-------- DATA EXCERPTS --------

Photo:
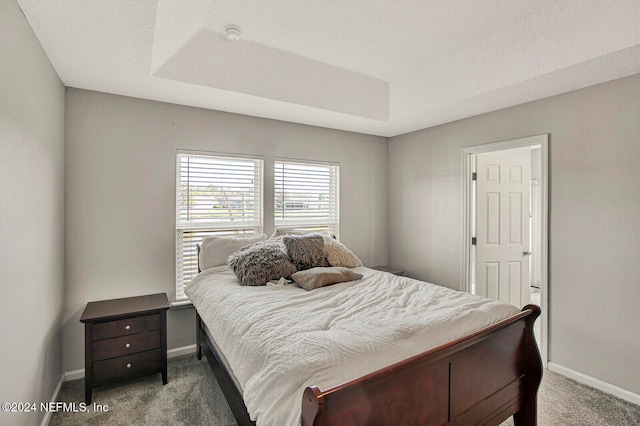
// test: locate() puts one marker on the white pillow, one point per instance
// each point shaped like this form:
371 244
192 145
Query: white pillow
214 251
339 255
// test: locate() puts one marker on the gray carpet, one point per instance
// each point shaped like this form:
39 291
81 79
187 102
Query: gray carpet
192 397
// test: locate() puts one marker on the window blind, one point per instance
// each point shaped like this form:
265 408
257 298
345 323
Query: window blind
215 195
307 195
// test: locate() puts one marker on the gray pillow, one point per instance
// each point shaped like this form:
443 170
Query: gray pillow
306 251
313 278
260 263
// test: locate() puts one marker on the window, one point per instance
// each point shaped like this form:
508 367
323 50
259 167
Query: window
215 195
307 195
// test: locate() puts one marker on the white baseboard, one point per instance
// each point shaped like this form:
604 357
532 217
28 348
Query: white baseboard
47 416
171 353
73 375
614 390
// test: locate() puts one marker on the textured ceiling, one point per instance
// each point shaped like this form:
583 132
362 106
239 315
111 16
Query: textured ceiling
383 67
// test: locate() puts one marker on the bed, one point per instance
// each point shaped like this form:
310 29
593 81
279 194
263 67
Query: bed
379 349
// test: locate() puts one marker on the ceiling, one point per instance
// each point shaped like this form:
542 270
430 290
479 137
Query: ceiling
382 67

--------

Would you output all of the entries above exactly, keeping the pictures out?

RESPONSE TO THIS EXERCISE ▸
Photo:
// test: locate() puts one marker on the white pillow, one point per instance
// each point shaped like this form:
371 244
192 145
Query: white pillow
214 251
339 255
// test: locate() puts one marker on the gray carpet, one point per instance
// each point shaped like this form:
39 291
81 79
187 102
Query: gray carpet
192 397
// test: locate() puts one marker on the window blind, one point per instance
// each point shaped like this form:
265 408
257 298
345 323
Query: window blind
215 195
307 195
// test: locate() puts one marker on the gray pillow, one point per instance
// each point shaped like this form:
443 170
Query: gray pillow
306 251
313 278
260 263
// test: locate() puts one marker on the window, one point per instance
// each point shaped like this form:
508 367
323 50
259 167
Query: window
215 195
307 195
// test: locate() puts one marker on the white baseboard, one point per instance
// each point shaped like this form:
604 357
532 217
28 348
Query: white baseboard
47 416
171 353
73 375
614 390
// test: locate() puts one marker on the textured ceiling, one point per instance
// each point shaped like this form:
583 132
362 106
239 315
111 16
Query: textured ceiling
383 67
// test: locate() puts one marker on the bed, one point per instance
// each point shaped like this form:
310 29
593 81
279 194
263 67
Query: bed
379 349
// test: locate() puts one marker on the ceiling, one point per instance
// each point shaped like this form:
542 270
430 290
479 137
Query: ceiling
382 67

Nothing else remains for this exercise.